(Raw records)
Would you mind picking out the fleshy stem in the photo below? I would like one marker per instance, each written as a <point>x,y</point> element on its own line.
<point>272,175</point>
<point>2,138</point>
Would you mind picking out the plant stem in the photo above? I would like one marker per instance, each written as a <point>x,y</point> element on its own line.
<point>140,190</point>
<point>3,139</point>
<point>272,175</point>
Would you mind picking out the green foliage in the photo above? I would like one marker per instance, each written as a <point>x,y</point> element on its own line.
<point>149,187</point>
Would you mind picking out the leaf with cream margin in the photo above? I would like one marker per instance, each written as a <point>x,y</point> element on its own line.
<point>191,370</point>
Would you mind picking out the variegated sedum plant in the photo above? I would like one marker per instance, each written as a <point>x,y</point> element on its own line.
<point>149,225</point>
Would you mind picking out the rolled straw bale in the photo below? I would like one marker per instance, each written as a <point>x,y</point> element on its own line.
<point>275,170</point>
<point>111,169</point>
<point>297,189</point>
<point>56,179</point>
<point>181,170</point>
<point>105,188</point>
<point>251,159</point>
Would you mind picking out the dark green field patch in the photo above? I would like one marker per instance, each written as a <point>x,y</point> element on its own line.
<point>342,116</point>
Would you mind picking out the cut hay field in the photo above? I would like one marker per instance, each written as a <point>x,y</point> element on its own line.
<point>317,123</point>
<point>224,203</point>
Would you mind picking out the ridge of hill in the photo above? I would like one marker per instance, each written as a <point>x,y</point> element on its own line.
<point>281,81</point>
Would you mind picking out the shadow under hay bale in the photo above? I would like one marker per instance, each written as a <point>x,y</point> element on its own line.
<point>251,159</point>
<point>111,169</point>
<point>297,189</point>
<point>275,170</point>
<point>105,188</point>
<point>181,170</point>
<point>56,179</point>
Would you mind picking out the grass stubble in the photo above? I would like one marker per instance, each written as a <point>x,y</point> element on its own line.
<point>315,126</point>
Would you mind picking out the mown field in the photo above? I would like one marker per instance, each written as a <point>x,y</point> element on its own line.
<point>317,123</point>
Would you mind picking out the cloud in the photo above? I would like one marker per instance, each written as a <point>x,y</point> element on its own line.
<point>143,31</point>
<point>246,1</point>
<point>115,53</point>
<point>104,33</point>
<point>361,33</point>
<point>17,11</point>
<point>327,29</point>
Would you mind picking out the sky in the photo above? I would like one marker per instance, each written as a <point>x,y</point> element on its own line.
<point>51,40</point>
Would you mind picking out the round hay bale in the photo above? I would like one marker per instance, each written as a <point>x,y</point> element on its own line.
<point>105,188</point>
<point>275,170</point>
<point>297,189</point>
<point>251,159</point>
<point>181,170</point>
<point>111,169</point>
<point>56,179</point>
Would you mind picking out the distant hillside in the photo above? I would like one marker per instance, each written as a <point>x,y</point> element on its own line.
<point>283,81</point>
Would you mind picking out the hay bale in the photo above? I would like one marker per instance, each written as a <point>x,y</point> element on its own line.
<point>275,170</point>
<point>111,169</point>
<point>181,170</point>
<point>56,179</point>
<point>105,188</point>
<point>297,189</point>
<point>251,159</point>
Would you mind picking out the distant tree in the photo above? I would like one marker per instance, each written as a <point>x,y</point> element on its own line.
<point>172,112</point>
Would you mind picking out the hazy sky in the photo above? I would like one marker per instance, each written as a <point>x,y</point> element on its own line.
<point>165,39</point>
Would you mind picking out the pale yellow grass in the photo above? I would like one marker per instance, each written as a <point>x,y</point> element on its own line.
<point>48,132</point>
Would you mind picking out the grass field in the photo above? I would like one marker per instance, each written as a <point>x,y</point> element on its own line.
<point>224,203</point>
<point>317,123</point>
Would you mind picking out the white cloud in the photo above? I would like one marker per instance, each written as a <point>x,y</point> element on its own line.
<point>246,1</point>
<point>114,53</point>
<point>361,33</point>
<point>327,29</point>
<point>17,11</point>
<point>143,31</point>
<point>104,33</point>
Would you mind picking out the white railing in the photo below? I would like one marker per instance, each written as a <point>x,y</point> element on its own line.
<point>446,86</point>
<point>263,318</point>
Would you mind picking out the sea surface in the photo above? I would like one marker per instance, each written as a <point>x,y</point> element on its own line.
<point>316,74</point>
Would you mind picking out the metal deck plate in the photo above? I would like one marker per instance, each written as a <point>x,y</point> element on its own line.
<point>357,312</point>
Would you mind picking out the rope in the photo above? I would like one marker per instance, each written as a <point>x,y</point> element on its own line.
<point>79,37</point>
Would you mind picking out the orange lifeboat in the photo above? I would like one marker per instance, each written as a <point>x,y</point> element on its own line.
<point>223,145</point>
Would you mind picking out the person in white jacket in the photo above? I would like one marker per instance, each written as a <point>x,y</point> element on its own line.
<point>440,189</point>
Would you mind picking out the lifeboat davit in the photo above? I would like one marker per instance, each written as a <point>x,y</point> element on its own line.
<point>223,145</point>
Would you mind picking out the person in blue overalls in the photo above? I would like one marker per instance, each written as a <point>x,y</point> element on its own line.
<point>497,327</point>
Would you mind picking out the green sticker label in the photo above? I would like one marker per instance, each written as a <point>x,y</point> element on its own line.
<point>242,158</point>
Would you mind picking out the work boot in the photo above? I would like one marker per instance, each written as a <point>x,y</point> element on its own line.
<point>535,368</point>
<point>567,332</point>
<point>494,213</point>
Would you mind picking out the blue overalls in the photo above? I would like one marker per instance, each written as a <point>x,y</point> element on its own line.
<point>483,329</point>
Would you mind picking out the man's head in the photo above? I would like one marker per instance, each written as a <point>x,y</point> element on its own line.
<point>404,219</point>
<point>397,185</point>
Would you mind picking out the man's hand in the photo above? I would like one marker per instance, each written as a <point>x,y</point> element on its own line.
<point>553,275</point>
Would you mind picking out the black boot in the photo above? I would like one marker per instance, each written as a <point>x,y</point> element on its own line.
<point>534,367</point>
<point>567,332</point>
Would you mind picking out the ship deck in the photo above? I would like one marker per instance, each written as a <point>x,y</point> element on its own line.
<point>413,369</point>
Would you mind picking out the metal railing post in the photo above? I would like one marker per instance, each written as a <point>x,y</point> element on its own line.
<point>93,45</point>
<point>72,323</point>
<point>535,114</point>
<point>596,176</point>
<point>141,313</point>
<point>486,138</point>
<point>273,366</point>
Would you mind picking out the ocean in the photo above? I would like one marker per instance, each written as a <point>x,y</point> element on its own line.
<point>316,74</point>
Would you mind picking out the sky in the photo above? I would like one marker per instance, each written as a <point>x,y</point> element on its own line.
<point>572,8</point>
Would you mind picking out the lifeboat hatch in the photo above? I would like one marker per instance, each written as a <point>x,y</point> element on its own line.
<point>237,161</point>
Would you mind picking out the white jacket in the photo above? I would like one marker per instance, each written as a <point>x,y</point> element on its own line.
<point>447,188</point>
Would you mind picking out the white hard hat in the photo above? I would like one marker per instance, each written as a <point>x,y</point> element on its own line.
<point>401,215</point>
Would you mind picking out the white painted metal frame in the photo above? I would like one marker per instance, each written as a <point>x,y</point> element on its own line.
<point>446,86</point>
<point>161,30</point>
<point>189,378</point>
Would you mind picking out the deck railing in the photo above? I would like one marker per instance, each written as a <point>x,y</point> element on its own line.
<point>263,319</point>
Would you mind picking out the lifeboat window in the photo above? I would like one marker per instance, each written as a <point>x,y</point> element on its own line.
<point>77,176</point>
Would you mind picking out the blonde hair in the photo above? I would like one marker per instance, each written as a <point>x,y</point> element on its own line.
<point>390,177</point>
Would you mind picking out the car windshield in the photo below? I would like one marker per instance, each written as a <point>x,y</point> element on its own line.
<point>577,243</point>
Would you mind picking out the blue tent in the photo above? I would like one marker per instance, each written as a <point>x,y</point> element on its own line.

Your task:
Rewrite the records above in full, substituting "Could you locate" for every occurrence of "Would you mind picking out" and keeping everything else identical.

The reply:
Could you locate the fleshy stem in the photo below? I would like one marker per instance, each written as a <point>x,y</point> element on its own line.
<point>272,175</point>
<point>2,138</point>
Could you locate the plant stem in the photo above? I would like one marker per instance, each written as a <point>x,y</point> element on its own line.
<point>140,190</point>
<point>3,139</point>
<point>272,175</point>
Could you locate the green foliage in the photo above? I would like one marker per instance, each written as a <point>x,y</point> element on its own line.
<point>149,187</point>
Could you locate the leaf with cream margin in the photo above? I would like one marker per instance, each written as a <point>x,y</point> element on its own line.
<point>191,370</point>
Could you locate the variegated sedum plant in the photo above? I would like one marker per instance, each written as a <point>x,y</point> element on its own line.
<point>149,225</point>
Could you locate the rolled straw bale in the photo below? I would like one marker per instance, each written as a <point>x,y</point> element on its own line.
<point>275,170</point>
<point>111,169</point>
<point>297,189</point>
<point>56,179</point>
<point>181,170</point>
<point>105,188</point>
<point>251,159</point>
Could you locate the dark green field patch in the photo above? I would like one marker per instance, each written as a <point>x,y</point> element on its own line.
<point>342,116</point>
Could you locate the cut hay field in the photo above? I would like one marker per instance, each written as a <point>x,y</point> element on its own line.
<point>317,123</point>
<point>224,203</point>
Could you locate the ridge of hill in the photo above? I would like one marker per instance, each written as a <point>x,y</point> element on its own line.
<point>281,81</point>
Could you locate the shadow under hay bale in the photo above? I would like one marker per instance, each written as a <point>x,y</point> element on its own line.
<point>251,159</point>
<point>111,169</point>
<point>297,189</point>
<point>275,170</point>
<point>105,188</point>
<point>181,170</point>
<point>56,179</point>
Could you locate the grass stubble in the photo above? I would like one marker per instance, each written as a <point>x,y</point> element on its own line.
<point>315,126</point>
Could you locate the mown field in the photo above? I would like one marker per instance, each written as a <point>x,y</point> element on its own line.
<point>317,123</point>
Could you locate the cloud in the photo above? I would like one marker per instance, each written as a <point>x,y</point> element on its own line.
<point>143,31</point>
<point>246,1</point>
<point>115,53</point>
<point>104,33</point>
<point>361,33</point>
<point>17,11</point>
<point>327,29</point>
Could you locate the sky in the photo above? I would like one marker per instance, each written as a <point>x,y</point> element on its own line.
<point>51,40</point>
Could you locate the round hay bale in the photo above? I would like one marker per instance, each written as a <point>x,y</point> element on its own line.
<point>105,188</point>
<point>275,170</point>
<point>297,189</point>
<point>251,159</point>
<point>181,170</point>
<point>111,169</point>
<point>56,179</point>
Could you locate the distant hillside in the photo above? I would like one marker per instance, each written as a <point>x,y</point> element on its own line.
<point>283,81</point>
Could you locate the hay bale in the photo above? I would like one marker per instance, each written as a <point>x,y</point> element on its own line.
<point>275,170</point>
<point>111,169</point>
<point>181,170</point>
<point>56,179</point>
<point>105,188</point>
<point>297,189</point>
<point>251,159</point>
Could you locate the distant tree in the photo above? I would like one marker per instance, each written as a <point>x,y</point> element on its own line.
<point>172,112</point>
Could you locate the hazy sky in the photo above? I would like one marker per instance, each written as a <point>x,y</point> element on its own line.
<point>165,39</point>
Could you locate the pale yellow grass in the photo above? I would like one marker per instance, each written as a <point>x,y</point> element on its own line.
<point>48,132</point>
Could you locate the grass field in the photo above? I would like one marker per instance, each written as a <point>x,y</point> element on its own line.
<point>224,203</point>
<point>317,123</point>
Could you locate the white cloud in the photo above? I would like one marker per instance, each written as a <point>x,y</point> element on its own line.
<point>246,1</point>
<point>114,53</point>
<point>361,33</point>
<point>327,29</point>
<point>17,11</point>
<point>143,31</point>
<point>104,33</point>
Could you locate the white railing in the photo below? I would like one marker per instance, each written as a <point>x,y</point> element on its own line.
<point>446,86</point>
<point>263,318</point>
Could you locate the sea surface in the photo above? I would like one marker per instance, each written as a <point>x,y</point> element on its own line.
<point>316,74</point>
Could you locate the metal deck plate in the photo above? I would like one marker per instance, each written as a <point>x,y</point> element on its own line.
<point>357,312</point>
Could you locate the rope in the photo above? I would like one marker per instance, each written as a <point>x,y</point> element on its own line.
<point>79,37</point>
Could you locate the orange lifeboat in the photo above? I would like one marker per instance, each written as a <point>x,y</point> element on its own line.
<point>223,145</point>
Could you locate the person in white jacket in the photo above? I would like one marker per instance, each written as a <point>x,y</point> element on its own line.
<point>440,189</point>
Could you locate the lifeboat davit in the photo above? I would like one marker per instance, each written as a <point>x,y</point> element on its own line.
<point>223,145</point>
Could you locate the person in blue overalls in the photo above? I would like one marker per instance, each written as a <point>x,y</point> element on its own line.
<point>497,327</point>
Could you locate the green sticker label in the photo above? I would like one marker per instance, each written as a <point>x,y</point> element on its own line.
<point>242,158</point>
Could you locate the work boot in the photo above? I would like one marker per instance, each written as a <point>x,y</point> element on its own line.
<point>535,368</point>
<point>567,332</point>
<point>494,213</point>
Could you locate the blue overalls in the photo above? I would like one marker per instance, each written as a <point>x,y</point> element on its own line.
<point>483,329</point>
Could you locate the man's head in the photo above? I would like one marker per instance, each written as a <point>x,y</point> element on its own line.
<point>404,219</point>
<point>397,185</point>
Could you locate the man's hand in the photo above? I would like one marker per instance, each written as a <point>x,y</point> element on its own line.
<point>553,275</point>
Could you locate the black boot in the photo above? I would like one marker per instance, each written as a <point>x,y</point> element on its own line.
<point>534,367</point>
<point>567,332</point>
Could you locate the ship deck in the photo above? I would like one marker per instance, each written as a <point>x,y</point> element on its own line.
<point>413,369</point>
Could you locate the metal railing post in the photo above? I would like one marker per instance, each written as a <point>x,y</point> element on its own line.
<point>93,45</point>
<point>72,323</point>
<point>535,114</point>
<point>596,176</point>
<point>141,313</point>
<point>486,138</point>
<point>273,366</point>
Could you locate the ocean in the photo above? I would like one marker per instance, each written as a <point>x,y</point> element on its own line.
<point>316,74</point>
Could you locate the sky in the photo above? I would like one marker per instance, each written as a <point>x,y</point> element on its own line.
<point>572,8</point>
Could you locate the lifeboat hatch in the photo above? I would like one marker per instance, each written as a <point>x,y</point> element on its own line.
<point>237,161</point>
Could you locate the white jacket in the photo above? I would like one marker per instance, each written as a <point>x,y</point> element on its own line.
<point>447,188</point>
Could you locate the white hard hat in the photo above? I would like one marker per instance, each written as a <point>x,y</point> element on its own line.
<point>401,215</point>
Could you locate the white painted metal frame in the photo above? I would like one marker per instance, each written as a <point>x,y</point> element on its own line.
<point>446,86</point>
<point>161,30</point>
<point>189,378</point>
Could you locate the deck railing in the photo above? I would like one marker per instance, each written as a <point>x,y</point> element on its own line.
<point>263,319</point>
Could you locate the lifeboat window in the photo above? I would like one marker per instance, each written as a <point>x,y</point> element on its own line.
<point>77,176</point>
Could you locate the blonde hair in the photo above? I would like one marker per instance, each written as a <point>x,y</point> element on its own line.
<point>390,177</point>
Could you locate the car windshield in the photo below? I would like one marker per instance, each written as a <point>x,y</point> element on its own line.
<point>577,243</point>
Could you locate the blue tent in the photo above? I would like one marker per instance, each written as a <point>x,y</point> element on its own line.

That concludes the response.